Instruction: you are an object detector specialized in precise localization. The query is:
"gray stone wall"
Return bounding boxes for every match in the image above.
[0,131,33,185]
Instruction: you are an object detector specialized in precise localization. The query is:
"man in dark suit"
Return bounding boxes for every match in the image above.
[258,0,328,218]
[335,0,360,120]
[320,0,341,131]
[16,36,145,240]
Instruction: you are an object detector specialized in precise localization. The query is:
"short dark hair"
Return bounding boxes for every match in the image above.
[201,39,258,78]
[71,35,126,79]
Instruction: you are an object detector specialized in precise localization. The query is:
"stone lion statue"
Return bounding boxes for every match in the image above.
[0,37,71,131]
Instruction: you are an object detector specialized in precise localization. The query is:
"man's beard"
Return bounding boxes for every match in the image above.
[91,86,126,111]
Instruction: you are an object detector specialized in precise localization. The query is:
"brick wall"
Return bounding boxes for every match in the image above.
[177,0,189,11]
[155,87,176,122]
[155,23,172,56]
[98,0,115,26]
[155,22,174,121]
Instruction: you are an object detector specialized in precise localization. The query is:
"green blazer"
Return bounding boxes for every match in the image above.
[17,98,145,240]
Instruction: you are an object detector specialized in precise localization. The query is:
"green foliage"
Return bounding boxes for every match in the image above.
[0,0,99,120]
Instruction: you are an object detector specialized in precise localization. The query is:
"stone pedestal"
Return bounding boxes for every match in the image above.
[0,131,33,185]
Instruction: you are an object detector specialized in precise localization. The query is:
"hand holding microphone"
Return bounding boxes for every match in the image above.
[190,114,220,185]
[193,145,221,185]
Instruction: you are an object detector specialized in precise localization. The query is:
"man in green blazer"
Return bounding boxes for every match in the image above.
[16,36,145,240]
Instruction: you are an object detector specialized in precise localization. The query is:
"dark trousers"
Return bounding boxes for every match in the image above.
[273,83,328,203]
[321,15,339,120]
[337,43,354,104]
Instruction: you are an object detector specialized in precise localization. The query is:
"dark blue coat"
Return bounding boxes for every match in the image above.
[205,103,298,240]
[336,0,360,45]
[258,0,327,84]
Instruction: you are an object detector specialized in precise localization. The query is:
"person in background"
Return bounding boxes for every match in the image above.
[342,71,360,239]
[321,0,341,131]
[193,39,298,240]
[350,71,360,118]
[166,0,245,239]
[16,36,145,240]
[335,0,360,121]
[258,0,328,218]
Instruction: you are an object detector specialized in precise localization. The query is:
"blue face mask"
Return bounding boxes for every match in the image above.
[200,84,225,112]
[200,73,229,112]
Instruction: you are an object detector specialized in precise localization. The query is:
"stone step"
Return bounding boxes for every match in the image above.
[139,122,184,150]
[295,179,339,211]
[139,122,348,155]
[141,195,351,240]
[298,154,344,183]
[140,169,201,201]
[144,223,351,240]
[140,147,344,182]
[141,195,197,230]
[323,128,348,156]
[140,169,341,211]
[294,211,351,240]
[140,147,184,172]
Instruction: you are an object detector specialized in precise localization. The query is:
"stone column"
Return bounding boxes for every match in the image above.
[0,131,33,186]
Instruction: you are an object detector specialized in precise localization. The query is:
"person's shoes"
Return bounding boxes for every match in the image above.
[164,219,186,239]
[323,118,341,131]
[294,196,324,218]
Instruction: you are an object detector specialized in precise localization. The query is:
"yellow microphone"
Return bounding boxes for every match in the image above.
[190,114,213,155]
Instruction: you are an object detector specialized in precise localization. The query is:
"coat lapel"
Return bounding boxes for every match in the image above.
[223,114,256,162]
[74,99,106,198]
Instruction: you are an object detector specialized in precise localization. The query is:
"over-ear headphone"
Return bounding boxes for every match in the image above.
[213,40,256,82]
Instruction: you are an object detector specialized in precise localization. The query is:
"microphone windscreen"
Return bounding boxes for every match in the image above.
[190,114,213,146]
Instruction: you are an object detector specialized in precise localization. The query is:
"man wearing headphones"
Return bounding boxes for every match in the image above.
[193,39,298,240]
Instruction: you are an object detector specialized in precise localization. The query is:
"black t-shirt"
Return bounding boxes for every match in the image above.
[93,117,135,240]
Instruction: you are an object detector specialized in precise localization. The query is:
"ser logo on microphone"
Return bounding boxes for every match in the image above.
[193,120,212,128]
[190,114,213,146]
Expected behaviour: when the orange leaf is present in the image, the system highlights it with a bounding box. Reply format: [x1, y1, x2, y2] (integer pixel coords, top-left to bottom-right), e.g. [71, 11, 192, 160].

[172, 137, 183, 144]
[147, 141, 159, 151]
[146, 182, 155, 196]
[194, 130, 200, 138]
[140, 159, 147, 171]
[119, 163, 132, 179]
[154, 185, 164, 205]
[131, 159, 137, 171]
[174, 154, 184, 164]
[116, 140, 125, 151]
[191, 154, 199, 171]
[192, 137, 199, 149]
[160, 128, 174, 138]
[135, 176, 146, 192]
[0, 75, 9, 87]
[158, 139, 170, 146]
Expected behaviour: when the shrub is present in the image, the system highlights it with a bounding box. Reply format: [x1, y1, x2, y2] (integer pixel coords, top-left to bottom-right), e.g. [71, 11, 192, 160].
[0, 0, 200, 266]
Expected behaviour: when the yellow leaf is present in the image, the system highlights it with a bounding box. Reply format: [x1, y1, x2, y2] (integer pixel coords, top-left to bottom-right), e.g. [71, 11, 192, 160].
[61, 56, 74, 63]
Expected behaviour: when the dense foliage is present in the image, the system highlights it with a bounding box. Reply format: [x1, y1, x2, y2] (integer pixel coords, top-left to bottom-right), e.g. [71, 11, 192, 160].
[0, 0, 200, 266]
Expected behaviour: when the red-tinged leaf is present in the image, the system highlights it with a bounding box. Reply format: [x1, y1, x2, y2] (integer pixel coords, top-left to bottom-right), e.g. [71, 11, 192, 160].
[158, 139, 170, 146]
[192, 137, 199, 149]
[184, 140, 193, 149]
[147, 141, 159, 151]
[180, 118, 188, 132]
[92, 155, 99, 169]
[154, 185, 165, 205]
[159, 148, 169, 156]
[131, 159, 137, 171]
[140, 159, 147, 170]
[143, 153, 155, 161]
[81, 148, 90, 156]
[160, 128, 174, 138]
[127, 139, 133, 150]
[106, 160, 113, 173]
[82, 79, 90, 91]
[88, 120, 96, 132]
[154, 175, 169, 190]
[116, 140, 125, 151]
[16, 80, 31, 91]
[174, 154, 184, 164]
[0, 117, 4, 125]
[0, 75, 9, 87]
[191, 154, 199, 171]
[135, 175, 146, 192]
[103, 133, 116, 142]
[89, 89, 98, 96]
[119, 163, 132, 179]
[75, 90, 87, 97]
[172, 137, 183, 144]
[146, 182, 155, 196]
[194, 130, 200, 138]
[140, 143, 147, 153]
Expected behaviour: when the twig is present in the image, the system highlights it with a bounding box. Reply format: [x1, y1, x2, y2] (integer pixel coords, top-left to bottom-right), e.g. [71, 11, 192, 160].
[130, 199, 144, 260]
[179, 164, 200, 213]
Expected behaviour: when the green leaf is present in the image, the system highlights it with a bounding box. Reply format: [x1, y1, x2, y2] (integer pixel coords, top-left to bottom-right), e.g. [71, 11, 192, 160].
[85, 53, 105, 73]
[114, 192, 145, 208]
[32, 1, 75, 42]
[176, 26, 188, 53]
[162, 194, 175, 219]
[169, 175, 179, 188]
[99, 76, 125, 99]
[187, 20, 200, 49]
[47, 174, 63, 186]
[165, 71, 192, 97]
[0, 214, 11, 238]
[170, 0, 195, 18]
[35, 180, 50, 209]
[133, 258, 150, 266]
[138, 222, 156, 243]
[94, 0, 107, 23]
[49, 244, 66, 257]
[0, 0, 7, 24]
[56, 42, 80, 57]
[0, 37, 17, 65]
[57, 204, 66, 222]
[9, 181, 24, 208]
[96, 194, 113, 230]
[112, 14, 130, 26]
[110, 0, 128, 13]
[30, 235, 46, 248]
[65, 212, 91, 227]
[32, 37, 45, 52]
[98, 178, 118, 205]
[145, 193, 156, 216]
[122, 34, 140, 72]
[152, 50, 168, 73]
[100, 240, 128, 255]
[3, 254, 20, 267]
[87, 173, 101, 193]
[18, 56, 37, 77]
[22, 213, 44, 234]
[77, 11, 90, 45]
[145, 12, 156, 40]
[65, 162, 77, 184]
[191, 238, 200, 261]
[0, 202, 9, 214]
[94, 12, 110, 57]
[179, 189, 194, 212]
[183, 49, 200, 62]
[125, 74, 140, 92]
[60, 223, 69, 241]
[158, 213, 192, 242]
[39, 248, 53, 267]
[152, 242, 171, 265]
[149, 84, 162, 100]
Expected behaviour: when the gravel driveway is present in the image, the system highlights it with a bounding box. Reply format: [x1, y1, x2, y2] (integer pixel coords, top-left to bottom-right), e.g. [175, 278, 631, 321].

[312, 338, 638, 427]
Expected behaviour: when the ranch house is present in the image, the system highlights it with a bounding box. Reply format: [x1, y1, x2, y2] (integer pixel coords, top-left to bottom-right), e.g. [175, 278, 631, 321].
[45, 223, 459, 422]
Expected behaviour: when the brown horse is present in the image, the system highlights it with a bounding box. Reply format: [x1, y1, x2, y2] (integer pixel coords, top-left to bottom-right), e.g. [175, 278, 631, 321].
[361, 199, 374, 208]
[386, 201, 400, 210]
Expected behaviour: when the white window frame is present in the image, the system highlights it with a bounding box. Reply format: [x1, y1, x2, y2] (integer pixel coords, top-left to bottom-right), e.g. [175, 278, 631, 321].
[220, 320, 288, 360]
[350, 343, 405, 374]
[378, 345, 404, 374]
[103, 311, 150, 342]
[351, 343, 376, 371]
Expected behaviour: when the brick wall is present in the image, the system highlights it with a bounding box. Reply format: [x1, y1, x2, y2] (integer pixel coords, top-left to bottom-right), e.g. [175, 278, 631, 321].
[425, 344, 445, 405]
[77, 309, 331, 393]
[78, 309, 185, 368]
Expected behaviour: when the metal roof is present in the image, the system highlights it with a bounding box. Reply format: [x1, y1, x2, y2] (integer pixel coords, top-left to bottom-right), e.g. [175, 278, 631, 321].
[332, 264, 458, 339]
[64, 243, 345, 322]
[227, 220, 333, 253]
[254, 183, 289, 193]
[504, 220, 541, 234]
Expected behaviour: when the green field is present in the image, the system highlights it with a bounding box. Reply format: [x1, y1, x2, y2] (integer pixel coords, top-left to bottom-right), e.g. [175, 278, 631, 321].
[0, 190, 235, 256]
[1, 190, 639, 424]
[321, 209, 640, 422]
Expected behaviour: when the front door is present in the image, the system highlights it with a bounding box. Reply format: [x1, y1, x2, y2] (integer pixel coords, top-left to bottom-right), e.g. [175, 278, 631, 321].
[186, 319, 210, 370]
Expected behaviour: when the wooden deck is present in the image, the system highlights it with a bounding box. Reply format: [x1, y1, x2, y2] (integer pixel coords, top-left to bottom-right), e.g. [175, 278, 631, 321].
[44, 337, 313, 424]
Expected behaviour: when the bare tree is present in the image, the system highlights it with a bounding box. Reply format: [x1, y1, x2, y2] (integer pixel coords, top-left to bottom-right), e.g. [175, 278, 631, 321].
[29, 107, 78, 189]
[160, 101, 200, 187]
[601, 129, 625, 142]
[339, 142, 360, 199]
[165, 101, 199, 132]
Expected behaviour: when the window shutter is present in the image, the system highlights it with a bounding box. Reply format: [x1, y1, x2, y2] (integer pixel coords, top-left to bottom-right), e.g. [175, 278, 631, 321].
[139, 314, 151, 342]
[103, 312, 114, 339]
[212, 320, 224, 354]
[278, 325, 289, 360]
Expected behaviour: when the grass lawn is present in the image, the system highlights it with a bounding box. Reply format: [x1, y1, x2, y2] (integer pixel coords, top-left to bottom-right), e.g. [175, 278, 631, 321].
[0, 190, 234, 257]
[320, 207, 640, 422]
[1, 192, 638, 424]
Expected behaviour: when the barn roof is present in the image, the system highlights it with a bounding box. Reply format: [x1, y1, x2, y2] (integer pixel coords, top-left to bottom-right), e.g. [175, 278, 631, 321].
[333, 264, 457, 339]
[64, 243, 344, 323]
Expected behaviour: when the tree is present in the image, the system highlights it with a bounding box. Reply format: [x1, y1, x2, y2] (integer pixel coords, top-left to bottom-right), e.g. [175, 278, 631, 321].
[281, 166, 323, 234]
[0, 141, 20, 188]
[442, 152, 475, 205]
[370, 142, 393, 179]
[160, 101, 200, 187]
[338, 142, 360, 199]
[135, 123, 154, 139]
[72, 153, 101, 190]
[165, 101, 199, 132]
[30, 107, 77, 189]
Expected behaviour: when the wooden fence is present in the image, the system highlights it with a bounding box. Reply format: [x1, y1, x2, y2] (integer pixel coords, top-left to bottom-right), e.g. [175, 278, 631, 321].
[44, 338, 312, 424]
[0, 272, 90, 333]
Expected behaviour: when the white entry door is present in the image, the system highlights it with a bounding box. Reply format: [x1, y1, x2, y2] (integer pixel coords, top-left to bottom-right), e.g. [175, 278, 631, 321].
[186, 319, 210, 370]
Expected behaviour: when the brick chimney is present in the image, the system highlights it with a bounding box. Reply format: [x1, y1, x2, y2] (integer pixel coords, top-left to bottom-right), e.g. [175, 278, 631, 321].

.....

Work required >> Within the material above, find every line containing the word "dark" and copy it.

Solution for this task >>
"man in dark suit"
"short dark hair"
"dark trousers"
"dark blue coat"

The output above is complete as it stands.